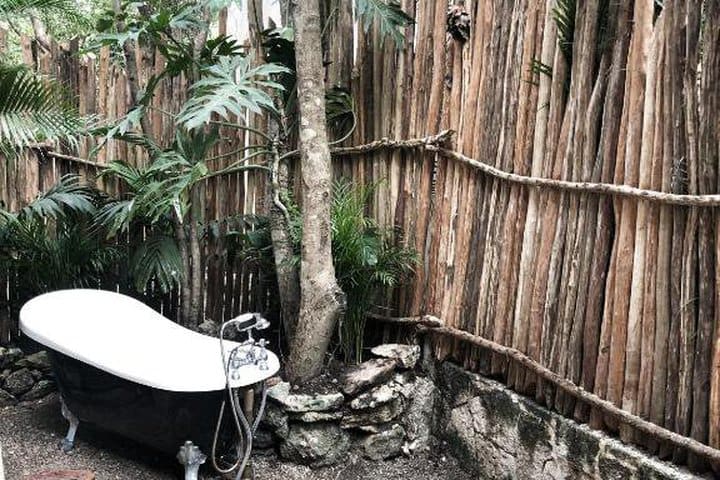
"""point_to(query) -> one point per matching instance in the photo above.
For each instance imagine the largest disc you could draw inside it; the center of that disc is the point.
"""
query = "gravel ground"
(30, 434)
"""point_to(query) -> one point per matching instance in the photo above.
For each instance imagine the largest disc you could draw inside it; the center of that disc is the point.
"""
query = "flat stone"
(407, 356)
(40, 390)
(379, 395)
(382, 414)
(300, 403)
(310, 417)
(276, 420)
(37, 361)
(418, 416)
(8, 356)
(368, 374)
(315, 444)
(7, 399)
(63, 475)
(385, 444)
(19, 382)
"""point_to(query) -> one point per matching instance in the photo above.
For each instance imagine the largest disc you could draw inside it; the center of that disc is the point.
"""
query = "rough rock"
(63, 475)
(263, 439)
(379, 395)
(8, 356)
(6, 398)
(407, 356)
(300, 403)
(368, 374)
(19, 382)
(38, 361)
(418, 416)
(315, 444)
(385, 444)
(276, 420)
(310, 417)
(40, 390)
(500, 434)
(382, 414)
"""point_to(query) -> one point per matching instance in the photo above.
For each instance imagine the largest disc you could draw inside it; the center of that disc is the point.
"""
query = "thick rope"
(429, 324)
(434, 143)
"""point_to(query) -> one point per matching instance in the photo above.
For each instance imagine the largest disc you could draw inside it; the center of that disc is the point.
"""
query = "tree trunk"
(322, 301)
(285, 267)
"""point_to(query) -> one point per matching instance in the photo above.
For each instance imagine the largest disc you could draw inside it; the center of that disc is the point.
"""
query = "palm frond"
(390, 17)
(23, 7)
(33, 108)
(67, 196)
(229, 87)
(157, 258)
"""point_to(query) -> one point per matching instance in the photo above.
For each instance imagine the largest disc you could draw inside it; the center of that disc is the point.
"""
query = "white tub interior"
(125, 337)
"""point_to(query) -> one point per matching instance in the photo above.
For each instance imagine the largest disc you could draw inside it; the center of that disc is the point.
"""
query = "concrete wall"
(502, 435)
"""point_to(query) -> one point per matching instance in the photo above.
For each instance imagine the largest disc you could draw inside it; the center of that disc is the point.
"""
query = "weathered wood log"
(626, 418)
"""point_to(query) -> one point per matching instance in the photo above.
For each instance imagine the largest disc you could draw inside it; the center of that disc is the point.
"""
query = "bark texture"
(322, 301)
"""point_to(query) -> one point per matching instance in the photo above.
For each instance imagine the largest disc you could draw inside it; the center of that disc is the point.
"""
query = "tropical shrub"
(56, 242)
(367, 261)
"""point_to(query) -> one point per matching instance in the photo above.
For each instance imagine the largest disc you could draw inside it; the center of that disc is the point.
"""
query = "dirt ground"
(30, 434)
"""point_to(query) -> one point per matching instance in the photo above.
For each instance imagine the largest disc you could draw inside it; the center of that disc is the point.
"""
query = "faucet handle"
(261, 323)
(262, 356)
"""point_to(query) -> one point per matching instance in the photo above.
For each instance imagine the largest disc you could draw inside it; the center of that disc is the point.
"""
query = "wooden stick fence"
(572, 220)
(435, 326)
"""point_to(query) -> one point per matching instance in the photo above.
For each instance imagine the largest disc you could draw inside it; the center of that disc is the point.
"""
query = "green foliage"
(33, 108)
(158, 199)
(229, 86)
(367, 261)
(158, 259)
(389, 15)
(26, 7)
(55, 242)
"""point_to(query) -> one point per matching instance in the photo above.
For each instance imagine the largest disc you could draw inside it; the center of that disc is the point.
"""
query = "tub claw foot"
(69, 441)
(191, 458)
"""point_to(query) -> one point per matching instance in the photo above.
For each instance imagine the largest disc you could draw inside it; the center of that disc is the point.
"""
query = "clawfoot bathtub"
(123, 367)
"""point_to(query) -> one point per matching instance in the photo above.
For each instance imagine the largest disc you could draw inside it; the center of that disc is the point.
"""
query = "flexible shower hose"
(246, 432)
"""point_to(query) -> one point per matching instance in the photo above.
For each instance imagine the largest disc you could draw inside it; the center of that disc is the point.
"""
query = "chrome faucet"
(249, 352)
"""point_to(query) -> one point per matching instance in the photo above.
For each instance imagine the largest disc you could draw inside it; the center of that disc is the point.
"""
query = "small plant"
(366, 260)
(55, 242)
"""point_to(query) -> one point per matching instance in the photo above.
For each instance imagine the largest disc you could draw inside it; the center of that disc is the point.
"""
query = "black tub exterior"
(159, 419)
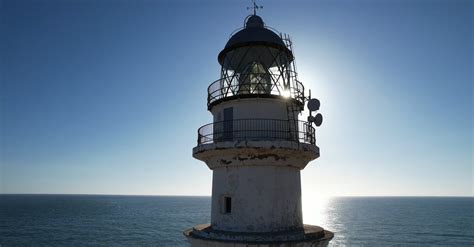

━━━━━━━━━━━━━━━━━━━━

*Given task:* List every line of the listing that contains the word "ground".

*The reply:*
query = "gravel ground"
query = "dirt ground"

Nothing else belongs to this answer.